Individual Defensive Statistics: Which Ones Matter and Top 10 MLS Defenders

When a car breaks down, a mechanic's job is to tell you what caused the failure. He or she can generally pinpoint the problem to a specific part reaching the end of its useful life. But have you ever asked a mechanic why your car is working fine? Or which part deserves the most credit for your car running smoothly? Of course not. That would be a waste of everyone's time. There are many parts to a car and all are doing their job as designed. We never ask why when things are going well. The same dilemma exists in assessing soccer defenders. After all, most of how we assess defenders has to do with what goals were not scored. And when all the parts of the defenses are working as designed, goals are avoided. But which defenders deserve the credit when goals aren't scored? It's like the pointless car question, which parts of the car deserve the most credit when the car runs smoothly?

To even begin this conversation we need to take stock of what data exists for soccer defenders. And just to be clear, I am going to steer clear looking at a defender's offensive capability. I want to focus solely on defensive statistics. Whoscored is the only site that offers a collection of defensive statistics, and here is what they have and their definitions.

  • Blocked Shot: Prevention by an outfield player of an opponents shot reaching the goal
  • Clearance: Action by a defending player that temporarily removes the attacking threat on their goal/that effectively alleviates pressure on their goal
  • Interception: Preventing an opponent's pass from reaching their teammates
  • Offside Won: The last man to step up to catch an opponent in an offside position
  • Tackle: Dispossessing an opponent, whether the tackling player comes away with the ball or not

These are the defensive-oriented statistics offered by Whoscored that are tracked at the individual player level. Of course, the other vital defensive statistic is shots conceded but those can't be attributed to any one player. So then, do any of these statistics matter? First there are a couple of assumptions to iron out.

A defender should be judged by the rate at which he accumulates statistics. So to get to that number we need to adjust these statistics to account for the time that the opponent has the ball. For example, Player A who averages 5 clearances per game might be better than Player B who averages 6 clearances if Player A's opposition had the ball 20% less often. That would mean player A made more clearances given the opportunities provided to him. So I will adjust all metrics by opposition possession.

# # # # # # #

Action item A:
According to the article on MLS defensive statistics, which site is the only one that offers a collection of defensive statistics?
The article and the listing have no connection to each other.

[Dataset entries]
# # # # # # #

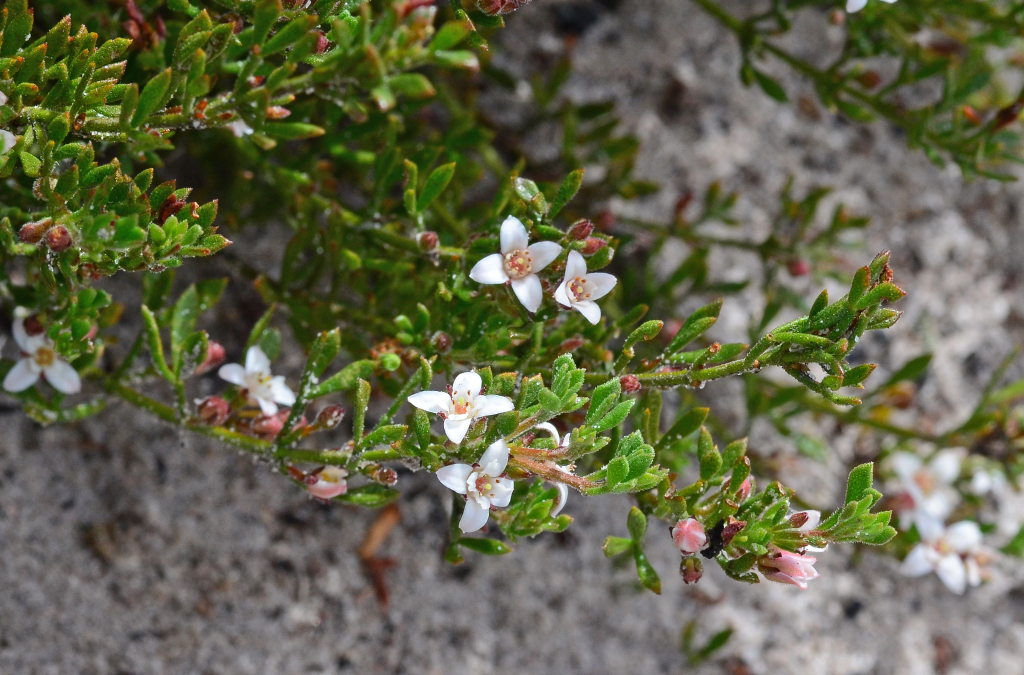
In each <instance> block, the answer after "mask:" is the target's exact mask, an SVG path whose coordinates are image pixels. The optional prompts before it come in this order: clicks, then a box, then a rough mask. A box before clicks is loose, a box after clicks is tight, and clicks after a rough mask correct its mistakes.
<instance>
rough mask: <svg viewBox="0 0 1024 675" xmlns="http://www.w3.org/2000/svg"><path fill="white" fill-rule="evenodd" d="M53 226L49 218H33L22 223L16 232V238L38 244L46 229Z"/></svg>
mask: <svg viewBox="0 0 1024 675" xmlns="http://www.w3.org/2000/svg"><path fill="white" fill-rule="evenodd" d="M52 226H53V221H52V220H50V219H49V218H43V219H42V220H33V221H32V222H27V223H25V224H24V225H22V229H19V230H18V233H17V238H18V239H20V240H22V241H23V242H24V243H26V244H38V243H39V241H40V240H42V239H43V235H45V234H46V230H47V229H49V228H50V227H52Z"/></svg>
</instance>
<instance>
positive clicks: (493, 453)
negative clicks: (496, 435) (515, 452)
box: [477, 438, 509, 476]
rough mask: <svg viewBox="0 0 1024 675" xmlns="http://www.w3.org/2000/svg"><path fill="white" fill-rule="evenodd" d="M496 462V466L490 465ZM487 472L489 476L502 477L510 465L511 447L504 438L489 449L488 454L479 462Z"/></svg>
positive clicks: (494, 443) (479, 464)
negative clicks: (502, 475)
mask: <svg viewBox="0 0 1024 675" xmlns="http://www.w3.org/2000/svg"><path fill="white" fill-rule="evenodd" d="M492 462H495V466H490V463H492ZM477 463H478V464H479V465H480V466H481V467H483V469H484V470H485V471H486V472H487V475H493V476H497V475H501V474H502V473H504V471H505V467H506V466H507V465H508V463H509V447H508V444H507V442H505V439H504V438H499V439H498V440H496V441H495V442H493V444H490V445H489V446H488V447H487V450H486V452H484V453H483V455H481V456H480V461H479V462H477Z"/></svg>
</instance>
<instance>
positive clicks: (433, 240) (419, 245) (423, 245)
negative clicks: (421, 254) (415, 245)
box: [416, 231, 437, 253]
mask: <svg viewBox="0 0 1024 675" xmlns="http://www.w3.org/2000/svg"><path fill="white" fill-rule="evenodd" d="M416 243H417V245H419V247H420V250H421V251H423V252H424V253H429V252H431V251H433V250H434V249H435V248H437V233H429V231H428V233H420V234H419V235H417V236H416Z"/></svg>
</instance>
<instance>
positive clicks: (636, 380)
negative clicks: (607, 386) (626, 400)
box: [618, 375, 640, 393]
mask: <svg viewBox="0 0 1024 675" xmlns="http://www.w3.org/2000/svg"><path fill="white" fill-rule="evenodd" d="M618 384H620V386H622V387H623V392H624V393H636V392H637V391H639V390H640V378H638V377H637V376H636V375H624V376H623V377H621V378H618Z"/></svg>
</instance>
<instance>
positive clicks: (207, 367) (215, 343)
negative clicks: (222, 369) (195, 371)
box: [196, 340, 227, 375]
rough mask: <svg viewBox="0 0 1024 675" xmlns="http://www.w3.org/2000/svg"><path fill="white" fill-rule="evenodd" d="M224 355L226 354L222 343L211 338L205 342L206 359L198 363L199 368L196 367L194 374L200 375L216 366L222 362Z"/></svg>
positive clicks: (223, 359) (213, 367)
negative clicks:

# # # # # # #

Action item B:
Copy word for word everything in the listing from its start down through the line containing "box: [477, 438, 509, 476]", including both ends. Leave the pictures out.

Written solution A:
Whoscored

Written solution B:
In each <instance> block, the answer after "mask:" is the target's exact mask, an SVG path whose coordinates are image pixels. The optional prompts before it come in this order: clicks, then a box, then a rough mask. A box before clicks is loose, a box after clicks is tight, and clicks after a rough mask correct its mistakes.
<instance>
rough mask: <svg viewBox="0 0 1024 675" xmlns="http://www.w3.org/2000/svg"><path fill="white" fill-rule="evenodd" d="M53 226L49 218H33L22 223L16 232V238L38 244L46 229Z"/></svg>
mask: <svg viewBox="0 0 1024 675" xmlns="http://www.w3.org/2000/svg"><path fill="white" fill-rule="evenodd" d="M52 226H53V221H52V220H50V219H49V218H43V219H42V220H33V221H32V222H27V223H25V224H24V225H22V229H19V230H18V233H17V238H18V239H20V240H22V241H23V242H24V243H26V244H38V243H39V241H40V240H42V239H43V235H45V234H46V230H47V229H49V228H50V227H52Z"/></svg>
</instance>
<instance>
positive clicks: (493, 453)
negative clicks: (496, 435) (515, 452)
box: [477, 438, 509, 476]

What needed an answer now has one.